# TASK REQUIREMENTS
Output the entries below verbatim, starting at the beginning of the entries and ending at the line that contains "M359 281L369 294L417", with both ends included.
====== DATA EXTRACT ======
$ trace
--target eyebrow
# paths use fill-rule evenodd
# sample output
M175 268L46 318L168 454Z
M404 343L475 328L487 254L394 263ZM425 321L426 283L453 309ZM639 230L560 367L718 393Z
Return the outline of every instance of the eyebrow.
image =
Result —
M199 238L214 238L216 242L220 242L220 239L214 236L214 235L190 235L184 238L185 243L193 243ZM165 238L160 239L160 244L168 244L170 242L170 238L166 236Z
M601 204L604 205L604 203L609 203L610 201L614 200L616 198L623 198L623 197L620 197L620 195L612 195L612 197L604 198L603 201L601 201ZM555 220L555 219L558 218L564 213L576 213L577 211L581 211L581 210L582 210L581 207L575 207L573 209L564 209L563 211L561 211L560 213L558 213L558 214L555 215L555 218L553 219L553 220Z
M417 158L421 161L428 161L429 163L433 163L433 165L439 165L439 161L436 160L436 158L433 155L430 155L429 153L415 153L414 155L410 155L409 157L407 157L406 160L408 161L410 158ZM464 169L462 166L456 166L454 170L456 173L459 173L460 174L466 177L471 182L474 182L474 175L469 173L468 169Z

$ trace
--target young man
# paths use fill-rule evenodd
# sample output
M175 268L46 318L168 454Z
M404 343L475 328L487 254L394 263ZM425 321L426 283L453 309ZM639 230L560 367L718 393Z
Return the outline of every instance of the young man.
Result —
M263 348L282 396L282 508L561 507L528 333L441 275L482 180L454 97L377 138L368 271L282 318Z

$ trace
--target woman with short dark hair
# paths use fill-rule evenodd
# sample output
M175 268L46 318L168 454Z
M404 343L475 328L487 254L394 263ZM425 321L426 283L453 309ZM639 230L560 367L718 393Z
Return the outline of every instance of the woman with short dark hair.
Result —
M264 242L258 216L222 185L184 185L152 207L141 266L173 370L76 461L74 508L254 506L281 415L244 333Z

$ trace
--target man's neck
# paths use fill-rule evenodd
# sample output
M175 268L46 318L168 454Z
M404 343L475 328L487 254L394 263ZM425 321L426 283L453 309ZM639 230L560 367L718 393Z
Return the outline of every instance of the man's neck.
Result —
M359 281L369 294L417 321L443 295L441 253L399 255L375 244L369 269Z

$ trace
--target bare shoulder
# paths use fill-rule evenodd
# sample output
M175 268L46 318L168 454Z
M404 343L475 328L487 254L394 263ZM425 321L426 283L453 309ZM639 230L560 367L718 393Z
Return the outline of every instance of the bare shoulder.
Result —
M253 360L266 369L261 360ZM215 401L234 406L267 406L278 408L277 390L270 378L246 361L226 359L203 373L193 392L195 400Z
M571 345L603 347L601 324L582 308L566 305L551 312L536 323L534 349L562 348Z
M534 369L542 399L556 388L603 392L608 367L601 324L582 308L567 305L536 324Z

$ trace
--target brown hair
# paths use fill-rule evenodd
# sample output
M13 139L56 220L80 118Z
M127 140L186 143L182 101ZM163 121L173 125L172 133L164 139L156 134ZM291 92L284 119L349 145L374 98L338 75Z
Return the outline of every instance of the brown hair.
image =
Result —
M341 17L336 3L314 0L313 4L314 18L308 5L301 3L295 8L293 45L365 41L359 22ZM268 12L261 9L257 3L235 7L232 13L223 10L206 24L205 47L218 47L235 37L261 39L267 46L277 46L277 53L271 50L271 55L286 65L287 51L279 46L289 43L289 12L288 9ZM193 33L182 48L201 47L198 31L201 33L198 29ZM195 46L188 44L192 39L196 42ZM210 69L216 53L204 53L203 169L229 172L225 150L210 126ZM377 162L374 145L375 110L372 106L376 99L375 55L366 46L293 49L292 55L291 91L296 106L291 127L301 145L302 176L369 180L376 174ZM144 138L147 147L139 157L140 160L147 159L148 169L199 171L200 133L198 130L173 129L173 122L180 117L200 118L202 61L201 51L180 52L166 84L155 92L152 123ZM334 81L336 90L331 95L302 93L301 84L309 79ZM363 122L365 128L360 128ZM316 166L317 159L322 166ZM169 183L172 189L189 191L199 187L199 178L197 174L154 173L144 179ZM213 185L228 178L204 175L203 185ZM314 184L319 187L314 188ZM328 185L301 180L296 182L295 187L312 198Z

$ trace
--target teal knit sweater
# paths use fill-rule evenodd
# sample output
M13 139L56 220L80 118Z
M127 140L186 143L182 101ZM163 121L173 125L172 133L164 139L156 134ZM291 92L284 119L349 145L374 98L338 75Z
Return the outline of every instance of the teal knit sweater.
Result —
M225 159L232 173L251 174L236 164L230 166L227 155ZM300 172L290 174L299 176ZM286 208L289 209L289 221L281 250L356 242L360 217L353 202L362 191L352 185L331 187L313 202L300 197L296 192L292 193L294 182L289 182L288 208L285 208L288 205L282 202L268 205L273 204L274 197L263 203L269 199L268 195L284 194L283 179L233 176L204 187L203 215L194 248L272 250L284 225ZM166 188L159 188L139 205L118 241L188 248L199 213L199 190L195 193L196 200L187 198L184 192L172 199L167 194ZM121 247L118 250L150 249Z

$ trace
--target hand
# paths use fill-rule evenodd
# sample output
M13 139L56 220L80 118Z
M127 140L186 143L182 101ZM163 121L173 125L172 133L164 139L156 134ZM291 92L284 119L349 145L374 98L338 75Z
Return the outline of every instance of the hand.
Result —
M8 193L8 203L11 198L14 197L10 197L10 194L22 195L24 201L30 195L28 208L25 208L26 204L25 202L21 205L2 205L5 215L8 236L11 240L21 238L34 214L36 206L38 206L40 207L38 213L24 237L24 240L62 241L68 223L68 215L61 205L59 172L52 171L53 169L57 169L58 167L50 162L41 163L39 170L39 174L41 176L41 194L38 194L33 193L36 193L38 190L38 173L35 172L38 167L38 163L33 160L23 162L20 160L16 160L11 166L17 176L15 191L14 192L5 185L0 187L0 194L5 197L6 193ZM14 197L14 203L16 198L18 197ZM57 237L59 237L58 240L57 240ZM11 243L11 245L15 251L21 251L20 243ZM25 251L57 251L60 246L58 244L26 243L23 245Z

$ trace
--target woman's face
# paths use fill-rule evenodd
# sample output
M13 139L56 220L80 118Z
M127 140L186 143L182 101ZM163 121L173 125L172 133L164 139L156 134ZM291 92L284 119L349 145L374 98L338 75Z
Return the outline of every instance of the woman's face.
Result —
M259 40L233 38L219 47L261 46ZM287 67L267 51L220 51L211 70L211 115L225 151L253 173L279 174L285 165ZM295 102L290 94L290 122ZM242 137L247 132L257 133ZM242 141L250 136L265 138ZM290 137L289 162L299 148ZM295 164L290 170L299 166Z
======
# OUTPUT OF THE TASK
$ trace
--target eyebrow
# paths use fill-rule evenodd
# sample output
M175 268L46 318L168 454Z
M404 343L475 328L487 254L394 263ZM425 321L426 283L453 309ZM639 230L560 367L718 393Z
Return the outline of every instance of the eyebrow.
image =
Result —
M199 238L214 238L216 242L220 242L220 239L214 236L214 235L190 235L184 238L185 243L193 243ZM165 238L160 239L160 244L168 244L170 242L170 238L166 236Z
M601 204L604 205L604 203L609 203L610 201L614 200L616 198L623 198L623 197L620 197L620 195L612 195L612 197L604 198L603 201L601 201ZM555 220L555 219L558 218L564 213L576 213L577 211L581 211L581 210L582 210L581 207L575 207L573 209L564 209L563 211L561 211L560 213L558 213L558 214L555 215L555 218L553 219L553 220Z
M417 158L421 161L428 161L429 163L433 163L433 165L439 165L439 161L436 160L436 158L433 155L430 155L429 153L415 153L414 155L410 155L409 157L407 157L406 160L408 161L410 158ZM464 169L462 166L456 166L454 170L456 173L459 173L460 174L466 177L471 182L474 182L474 175L469 173L468 169Z

$ trace
--target young man
# paths use fill-rule evenodd
# sample output
M175 268L46 318L168 454Z
M404 343L475 328L487 254L394 263ZM425 321L426 283L453 309ZM639 230L560 367L718 393Z
Return the outline of every instance of the young man.
Result —
M263 348L282 396L282 508L561 507L528 333L441 275L482 180L454 97L377 138L368 271L282 318Z

$ trace
--target woman with short dark hair
# paths use fill-rule evenodd
# sample output
M175 268L46 318L168 454Z
M404 343L475 328L487 254L394 263ZM425 321L426 283L453 309ZM639 230L560 367L718 393Z
Return the outline of every instance of the woman with short dark hair.
Result —
M264 242L258 216L222 185L184 185L152 207L141 266L173 370L76 461L74 508L254 506L281 415L244 333Z

$ trace
--target man's neck
# paths use fill-rule evenodd
# sample output
M175 268L46 318L168 454Z
M404 343L475 328L487 254L394 263ZM425 321L426 283L453 309ZM639 230L560 367L718 393Z
Return the outline of every instance of the man's neck.
Result —
M359 281L369 294L417 321L443 295L441 253L399 255L375 244L369 269Z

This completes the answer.